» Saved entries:
··········

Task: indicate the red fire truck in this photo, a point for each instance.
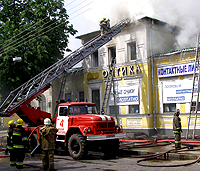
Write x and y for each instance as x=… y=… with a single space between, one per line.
x=80 y=127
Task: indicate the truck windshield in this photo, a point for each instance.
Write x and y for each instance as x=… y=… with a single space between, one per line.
x=84 y=109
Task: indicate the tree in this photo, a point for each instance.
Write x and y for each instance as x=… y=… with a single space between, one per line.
x=37 y=31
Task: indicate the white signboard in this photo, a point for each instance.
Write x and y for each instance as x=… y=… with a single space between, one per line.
x=177 y=92
x=176 y=70
x=126 y=95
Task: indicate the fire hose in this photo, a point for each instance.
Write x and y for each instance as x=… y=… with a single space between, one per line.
x=190 y=144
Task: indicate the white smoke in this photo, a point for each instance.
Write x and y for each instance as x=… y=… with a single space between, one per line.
x=184 y=14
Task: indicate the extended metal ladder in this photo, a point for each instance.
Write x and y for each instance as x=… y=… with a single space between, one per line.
x=195 y=89
x=41 y=82
x=109 y=83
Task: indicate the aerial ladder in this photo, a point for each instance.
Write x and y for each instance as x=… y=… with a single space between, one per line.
x=195 y=91
x=18 y=100
x=109 y=85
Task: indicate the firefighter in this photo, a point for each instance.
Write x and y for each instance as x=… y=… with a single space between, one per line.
x=19 y=143
x=10 y=142
x=47 y=141
x=104 y=26
x=177 y=129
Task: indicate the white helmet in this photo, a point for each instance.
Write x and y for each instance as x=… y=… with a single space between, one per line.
x=47 y=121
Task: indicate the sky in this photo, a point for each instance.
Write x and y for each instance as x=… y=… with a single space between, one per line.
x=86 y=14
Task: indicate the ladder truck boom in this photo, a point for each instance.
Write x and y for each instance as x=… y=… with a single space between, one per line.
x=28 y=91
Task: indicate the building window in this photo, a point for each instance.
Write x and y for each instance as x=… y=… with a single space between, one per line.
x=68 y=96
x=132 y=51
x=134 y=109
x=194 y=104
x=169 y=107
x=81 y=96
x=95 y=59
x=112 y=54
x=96 y=99
x=114 y=110
x=42 y=103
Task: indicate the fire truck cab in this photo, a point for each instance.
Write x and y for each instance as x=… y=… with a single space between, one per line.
x=81 y=128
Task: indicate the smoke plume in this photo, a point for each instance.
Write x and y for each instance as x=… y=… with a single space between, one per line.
x=184 y=14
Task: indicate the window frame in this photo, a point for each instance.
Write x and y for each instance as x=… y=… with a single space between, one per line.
x=129 y=52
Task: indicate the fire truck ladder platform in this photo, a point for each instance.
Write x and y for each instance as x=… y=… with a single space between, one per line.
x=195 y=91
x=41 y=82
x=109 y=83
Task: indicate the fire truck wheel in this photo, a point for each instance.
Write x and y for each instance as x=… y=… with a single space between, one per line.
x=77 y=146
x=33 y=141
x=111 y=148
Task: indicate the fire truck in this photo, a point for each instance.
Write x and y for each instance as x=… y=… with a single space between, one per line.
x=80 y=127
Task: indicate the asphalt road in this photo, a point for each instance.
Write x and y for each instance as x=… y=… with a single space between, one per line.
x=96 y=162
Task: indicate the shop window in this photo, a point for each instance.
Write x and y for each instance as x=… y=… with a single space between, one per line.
x=95 y=59
x=112 y=54
x=114 y=110
x=68 y=96
x=42 y=103
x=132 y=51
x=134 y=109
x=194 y=104
x=170 y=107
x=96 y=99
x=81 y=96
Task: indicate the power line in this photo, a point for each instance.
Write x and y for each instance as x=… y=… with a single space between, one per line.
x=45 y=28
x=70 y=2
x=81 y=8
x=26 y=30
x=77 y=5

··········

» Exercise directions: Filter the data for the string "ladder". Copy each matching line.

» Written answer:
Task: indicate the extended metal ladder in this photo, a point for each instance.
Task: indicate the aerial ladder in this photo, a point for each instance.
Task: indicate the ladder truck boom in this photo, a point for each instance.
Task: indicate the fire truck ladder platform in this photo, a point for each instance.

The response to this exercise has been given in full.